Fortunato da Câmara, crítico gastronómico, traz para esta conversa o mesmo sentido de humor, por vezes subtil, noutros momentos cáustico e incisivo, que talha nos cinco capítulos e muitas abordagens do seu livro “Manual para Se Tornar um Verdadeiro Gourmet” (edição da Manuscrito). Fá-lo por referência a uma atual realidade gastronómica confusa, histriónica, com um imediatismo com pouca margem para o sentido crítico apurado e onde “se colecionam experiências como pontos num jogo de computador”.
Gourmet é hoje termo banalizado e Fortunato da Câmara explica-nos os porquês e como de tanto o usarmos, nos produtos, nos eventos, lhe subtraímos o verdadeiro significado, bem mais prosaico e, definitivamente, mais apelativo. Prende-se à aventura e à curiosidade.
Uma conversa à qual não consegue escapulir o universo dos blogues e influenciadores, a ditadura dos likes, dos muitos fogos- fátuos da restauração e o de reencontrarmos nos chefs a sua primeira missão, a de cozinheiros. Isto sem qualquer carga depreciativa. Aliás, Fortunato da Câmara recorda-nos cinco génios que fizeram a revolução no seu tempo.

= = =

**TAREFAS**
1 – Resuma o texto fornecido em duas frases.
2 – Transcreva o excerto do texto fornecido que vai de "Gourmet é hoje" até "no seu tempo.".
3 – Segundo o texto fornecido, a que se prende o verdadeiro significado de gourmet?

**MATERIAL**

= = =

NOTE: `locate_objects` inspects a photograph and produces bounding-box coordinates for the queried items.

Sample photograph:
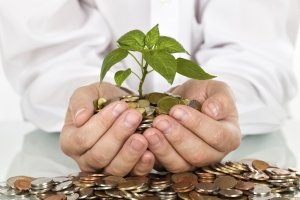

= = =

**RESULTADOS ESPERADOS**
1 – Fortunato da Câmara, crítico gastronómico e autor do livro "Manual para Se Tornar um Verdadeiro Gourmet", conversa com humor sobre uma realidade gastronómica atual confusa e histriónica. Explica como o termo gourmet se banalizou e perdeu o seu verdadeiro significado, ligado à aventura e à curiosidade, e aborda ainda os blogues, os influenciadores, a ditadura dos likes e a missão dos chefs como cozinheiros.

2 –
Gourmet é hoje termo banalizado e Fortunato da Câmara explica-nos os porquês e como de tanto o usarmos, nos produtos, nos eventos, lhe subtraímos o verdadeiro significado, bem mais prosaico e, definitivamente, mais apelativo. Prende-se à aventura e à curiosidade.
Uma conversa à qual não consegue escapulir o universo dos blogues e influenciadores, a ditadura dos likes, dos muitos fogos- fátuos da restauração e o de reencontrarmos nos chefs a sua primeira missão, a de cozinheiros. Isto sem qualquer carga depreciativa. Aliás, Fortunato da Câmara recorda-nos cinco génios que fizeram a revolução no seu tempo.

3 – À aventura e à curiosidade.